- BRIEF
Lay out the records below as a Markdown table with two columns, Row and Line. Number each row, put one line per row, and leave out blank lines.

- RECORDS SHOWN
-- start --
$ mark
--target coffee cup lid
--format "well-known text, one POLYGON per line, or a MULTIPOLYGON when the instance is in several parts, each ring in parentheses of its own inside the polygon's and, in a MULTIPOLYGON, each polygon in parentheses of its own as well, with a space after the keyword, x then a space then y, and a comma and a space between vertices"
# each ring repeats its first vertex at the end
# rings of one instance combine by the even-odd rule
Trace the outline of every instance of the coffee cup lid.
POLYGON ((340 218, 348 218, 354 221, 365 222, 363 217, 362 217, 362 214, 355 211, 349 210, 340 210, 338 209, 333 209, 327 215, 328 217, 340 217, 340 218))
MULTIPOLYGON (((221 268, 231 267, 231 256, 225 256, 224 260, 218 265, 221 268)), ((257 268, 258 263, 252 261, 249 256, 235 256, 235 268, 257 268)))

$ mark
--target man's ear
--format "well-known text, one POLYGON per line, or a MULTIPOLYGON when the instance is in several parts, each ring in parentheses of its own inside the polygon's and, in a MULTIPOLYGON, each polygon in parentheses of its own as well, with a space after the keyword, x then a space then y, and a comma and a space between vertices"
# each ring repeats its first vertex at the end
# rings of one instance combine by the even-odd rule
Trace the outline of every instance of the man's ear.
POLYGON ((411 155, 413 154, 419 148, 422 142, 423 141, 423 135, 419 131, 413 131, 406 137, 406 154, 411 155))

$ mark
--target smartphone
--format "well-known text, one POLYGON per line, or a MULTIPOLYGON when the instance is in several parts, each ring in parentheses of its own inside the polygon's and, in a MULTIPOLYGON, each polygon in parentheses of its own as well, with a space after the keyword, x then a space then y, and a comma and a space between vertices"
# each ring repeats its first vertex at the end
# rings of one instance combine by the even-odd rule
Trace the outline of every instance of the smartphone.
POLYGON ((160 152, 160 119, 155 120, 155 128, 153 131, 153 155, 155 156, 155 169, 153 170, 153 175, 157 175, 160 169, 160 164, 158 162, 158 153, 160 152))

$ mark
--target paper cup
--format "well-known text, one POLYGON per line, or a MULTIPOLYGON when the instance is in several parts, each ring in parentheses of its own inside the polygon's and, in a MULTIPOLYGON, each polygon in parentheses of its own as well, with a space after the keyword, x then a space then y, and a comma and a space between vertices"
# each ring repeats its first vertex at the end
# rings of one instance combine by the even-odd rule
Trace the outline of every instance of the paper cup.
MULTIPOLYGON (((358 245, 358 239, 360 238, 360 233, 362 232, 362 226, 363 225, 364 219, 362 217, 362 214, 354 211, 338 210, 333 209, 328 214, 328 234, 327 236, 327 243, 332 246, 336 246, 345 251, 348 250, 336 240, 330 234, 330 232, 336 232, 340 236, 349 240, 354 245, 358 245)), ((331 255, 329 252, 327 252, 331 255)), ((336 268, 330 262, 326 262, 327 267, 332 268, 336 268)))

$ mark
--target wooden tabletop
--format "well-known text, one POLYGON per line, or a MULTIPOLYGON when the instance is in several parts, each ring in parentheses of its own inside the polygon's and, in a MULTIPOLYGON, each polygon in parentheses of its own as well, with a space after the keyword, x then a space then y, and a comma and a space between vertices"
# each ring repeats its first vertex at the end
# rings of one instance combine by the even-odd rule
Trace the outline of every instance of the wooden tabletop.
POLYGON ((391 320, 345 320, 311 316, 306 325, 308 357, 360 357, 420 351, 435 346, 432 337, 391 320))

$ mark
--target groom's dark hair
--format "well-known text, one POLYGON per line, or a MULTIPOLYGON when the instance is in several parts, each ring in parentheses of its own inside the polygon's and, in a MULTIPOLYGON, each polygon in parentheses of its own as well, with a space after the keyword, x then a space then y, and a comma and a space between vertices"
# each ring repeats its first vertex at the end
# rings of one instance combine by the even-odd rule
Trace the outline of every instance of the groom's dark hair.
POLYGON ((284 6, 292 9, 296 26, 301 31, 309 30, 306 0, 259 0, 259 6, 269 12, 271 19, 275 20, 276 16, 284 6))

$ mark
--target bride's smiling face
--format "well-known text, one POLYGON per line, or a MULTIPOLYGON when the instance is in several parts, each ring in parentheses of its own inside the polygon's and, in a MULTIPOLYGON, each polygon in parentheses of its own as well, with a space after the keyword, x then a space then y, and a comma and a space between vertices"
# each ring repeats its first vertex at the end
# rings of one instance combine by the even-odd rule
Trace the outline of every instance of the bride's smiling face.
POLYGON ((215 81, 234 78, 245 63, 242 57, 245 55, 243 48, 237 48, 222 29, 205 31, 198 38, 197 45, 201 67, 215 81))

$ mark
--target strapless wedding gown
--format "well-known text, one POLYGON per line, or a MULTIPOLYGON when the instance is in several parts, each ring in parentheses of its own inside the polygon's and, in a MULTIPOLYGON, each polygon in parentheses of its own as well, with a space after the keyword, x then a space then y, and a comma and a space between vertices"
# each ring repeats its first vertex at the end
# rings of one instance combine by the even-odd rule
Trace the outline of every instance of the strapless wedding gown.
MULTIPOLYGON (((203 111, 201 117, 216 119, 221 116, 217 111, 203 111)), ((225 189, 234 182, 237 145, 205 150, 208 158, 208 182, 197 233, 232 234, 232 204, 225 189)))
-- end --
- CORRECT RESPONSE
| Row | Line |
|---|---|
| 1 | $ mark |
| 2 | --target coffee cup lid |
| 3 | --format "well-known text, one POLYGON per line, or a MULTIPOLYGON when the instance is in several parts, each ring in parentheses of its own inside the polygon's and, in a MULTIPOLYGON, each polygon in parentheses of its own as well, with a space after the keyword, x then a space then y, and a comma and a space between vertices" |
| 4 | # each ring repeats its first vertex at the end |
| 5 | # rings of one instance combine by the even-odd rule |
| 6 | Trace the outline of every instance of the coffee cup lid. |
| 7 | POLYGON ((340 218, 348 218, 354 221, 365 222, 363 217, 362 217, 362 214, 355 211, 349 210, 340 210, 338 209, 333 209, 327 215, 328 217, 340 217, 340 218)) |
| 8 | MULTIPOLYGON (((221 268, 231 267, 231 256, 225 256, 224 260, 218 265, 221 268)), ((257 268, 258 263, 252 261, 249 256, 235 256, 235 268, 257 268))) |
| 9 | $ mark |
| 10 | --target man's ear |
| 11 | --format "well-known text, one POLYGON per line, or a MULTIPOLYGON when the instance is in several parts, each ring in parentheses of its own inside the polygon's and, in a MULTIPOLYGON, each polygon in parentheses of its own as well, with a space after the keyword, x then a space then y, and a comma and a space between vertices" |
| 12 | # each ring repeats its first vertex at the end |
| 13 | # rings of one instance combine by the even-odd rule |
| 14 | Trace the outline of every instance of the man's ear. |
| 15 | POLYGON ((411 155, 413 154, 419 148, 422 142, 423 141, 423 135, 419 131, 413 131, 406 137, 406 154, 411 155)) |
| 16 | $ mark |
| 17 | --target smartphone |
| 18 | --format "well-known text, one POLYGON per line, or a MULTIPOLYGON when the instance is in several parts, each ring in parentheses of its own inside the polygon's and, in a MULTIPOLYGON, each polygon in parentheses of its own as well, with a space after the keyword, x then a space then y, and a comma and a space between vertices" |
| 19 | # each ring repeats its first vertex at the end |
| 20 | # rings of one instance combine by the even-odd rule |
| 21 | Trace the outline of every instance of the smartphone. |
| 22 | POLYGON ((160 152, 160 119, 155 120, 155 128, 153 131, 153 155, 155 156, 155 169, 153 170, 153 175, 157 175, 160 169, 160 164, 158 162, 158 153, 160 152)) |
| 23 | $ mark |
| 24 | --target paper cup |
| 25 | --format "well-known text, one POLYGON per line, or a MULTIPOLYGON when the instance is in several parts, each ring in parentheses of its own inside the polygon's and, in a MULTIPOLYGON, each polygon in parentheses of its own as well, with a space after the keyword, x then a space then y, and a comma and a space between vertices" |
| 26 | # each ring repeats its first vertex at the end |
| 27 | # rings of one instance combine by the even-odd rule |
| 28 | Trace the outline of every instance of the paper cup. |
| 29 | MULTIPOLYGON (((358 245, 358 239, 360 238, 360 233, 362 232, 362 226, 363 225, 364 219, 362 217, 362 214, 354 211, 338 210, 333 209, 328 214, 328 234, 327 236, 327 243, 332 246, 336 246, 345 251, 348 250, 336 240, 330 234, 330 232, 336 232, 340 236, 349 240, 354 245, 358 245)), ((331 255, 329 252, 327 252, 331 255)), ((336 268, 330 262, 326 262, 327 267, 332 268, 336 268))) |
| 30 | $ mark |
| 31 | --target wooden tabletop |
| 32 | --format "well-known text, one POLYGON per line, or a MULTIPOLYGON when the instance is in several parts, each ring in parentheses of its own inside the polygon's and, in a MULTIPOLYGON, each polygon in parentheses of its own as well, with a space after the keyword, x then a space then y, and a comma and a space between vertices" |
| 33 | # each ring repeats its first vertex at the end |
| 34 | # rings of one instance combine by the even-odd rule |
| 35 | Trace the outline of every instance of the wooden tabletop. |
| 36 | POLYGON ((391 320, 345 320, 311 316, 306 325, 308 357, 360 357, 420 351, 435 346, 432 337, 391 320)) |
| 37 | $ mark |
| 38 | --target groom's dark hair |
| 39 | --format "well-known text, one POLYGON per line, or a MULTIPOLYGON when the instance is in several parts, each ring in parentheses of its own inside the polygon's and, in a MULTIPOLYGON, each polygon in parentheses of its own as well, with a space after the keyword, x then a space then y, and a comma and a space between vertices" |
| 40 | # each ring repeats its first vertex at the end |
| 41 | # rings of one instance combine by the even-odd rule |
| 42 | Trace the outline of every instance of the groom's dark hair. |
| 43 | POLYGON ((284 6, 292 9, 296 26, 301 31, 309 30, 306 0, 259 0, 259 6, 269 12, 271 19, 275 20, 276 16, 284 6)) |
| 44 | $ mark |
| 45 | --target bride's smiling face |
| 46 | --format "well-known text, one POLYGON per line, or a MULTIPOLYGON when the instance is in several parts, each ring in parentheses of its own inside the polygon's and, in a MULTIPOLYGON, each polygon in parentheses of its own as well, with a space after the keyword, x then a space then y, and a comma and a space between vertices" |
| 47 | # each ring repeats its first vertex at the end |
| 48 | # rings of one instance combine by the even-odd rule |
| 49 | Trace the outline of every instance of the bride's smiling face. |
| 50 | POLYGON ((215 81, 234 78, 245 63, 242 57, 245 55, 243 48, 237 48, 222 29, 205 31, 198 38, 197 45, 201 67, 215 81)) |
| 51 | $ mark |
| 52 | --target strapless wedding gown |
| 53 | --format "well-known text, one POLYGON per line, or a MULTIPOLYGON when the instance is in several parts, each ring in parentheses of its own inside the polygon's and, in a MULTIPOLYGON, each polygon in parentheses of its own as well, with a space after the keyword, x then a space then y, and a comma and a space between vertices" |
| 54 | # each ring repeats its first vertex at the end |
| 55 | # rings of one instance combine by the even-odd rule |
| 56 | Trace the outline of every instance of the strapless wedding gown. |
| 57 | MULTIPOLYGON (((203 111, 201 117, 216 119, 221 116, 217 111, 203 111)), ((225 189, 234 182, 237 145, 205 150, 208 158, 208 182, 197 233, 232 234, 232 204, 225 189))) |